■ **本文**
○ ○ ○ ○ ○ ○ ○

三寒四温という言葉の如く。行きつ戻りつ、冬から春への変化が進んでいる。不穏な世相と関係があるのかないのか、早足でやってきたとされる春にはどこか躊躇しているようなニュアンスがある。

われわれの多くは円環的時間感覚の中を生きているから、春が来ると季節のタイムラインが円周上を一周したような気分になる。節目が暦と少々異なるのは、意識のどこかに「春」に対する本質的な認識があるからだろう。

わが国ではとりわけその感覚が強いような気がする。四季がはっきりしている国だからということはもちろん大きいが、自然の変化と集合的無意識とのつながりが特別に強固だからではないかという気もする。

われわれが時間を円環的に認識するのは、12時間で一周する「時計」が最も具体的な例だ。これは同時に、12進法のコードが意識の中に浸透している例でもある。

しかし、一年をかけて一周する四季、あるいは12か月の円環は、それよりもはるかにずっと巨大で、そして非物質的であり、その分だけ、心魂への浸透度も、より強くより深いように思われる。

○ ○ ○ ○ ○ ○ ○

■ **利用可能なデータ**
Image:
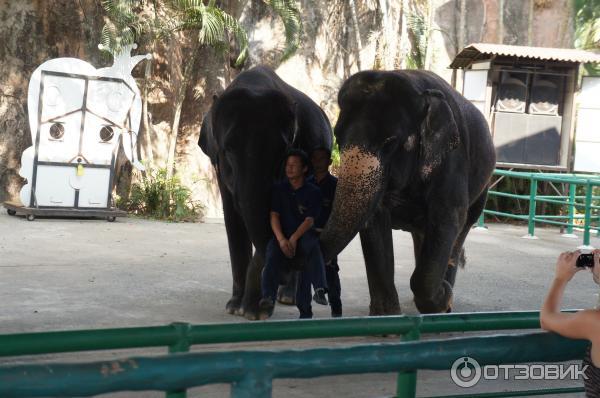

○ ○ ○ ○ ○ ○ ○

■ **実施事項**
1) 季節と時間感覚についての本文で、われわれが時間を円環的に認識することの最も具体的な例として挙げられているものは何ですか。
2) 季節と時間感覚についての本文を、最後の文に続けて書き進めてください。
データを参照する必要はありません。

■ **解答**
1) 12時間で一周する「時計」です。

2)
高度経済成長期の終わり頃に全国各地にたくさん作られた観光花壇、あるいはフラワーパークのようなものには、一年で、その時期咲いている花が一周するという花時計があったらしいが、四季の変化が明瞭な国土にあっては、自然全体が円環的な花時計を演じていると言えないこともないだろう。

なお、わが国では春分点を祝日としているが、こういう天文学的な日付をナショナル・ホリディとするのは、世界的に見ても珍しいことであるらしい。

どうかこの春がポジティブな方向に向かうものであってほしい。